• **EXERCISE AIM**
Print the line containing "per_instance = true" and all lines after it to the end of the records below, exactly as written. No pictures.

• **DATA SHOWN**
BEGIN

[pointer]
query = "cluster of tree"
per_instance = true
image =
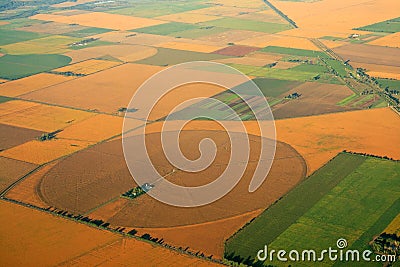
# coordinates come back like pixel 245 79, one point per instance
pixel 68 73
pixel 388 244
pixel 84 42
pixel 295 95
pixel 49 136
pixel 369 155
pixel 138 191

END

• **RESULT**
per_instance = true
image =
# coordinates come back like pixel 245 79, one point per instance
pixel 68 73
pixel 388 244
pixel 84 42
pixel 295 95
pixel 49 136
pixel 369 155
pixel 138 191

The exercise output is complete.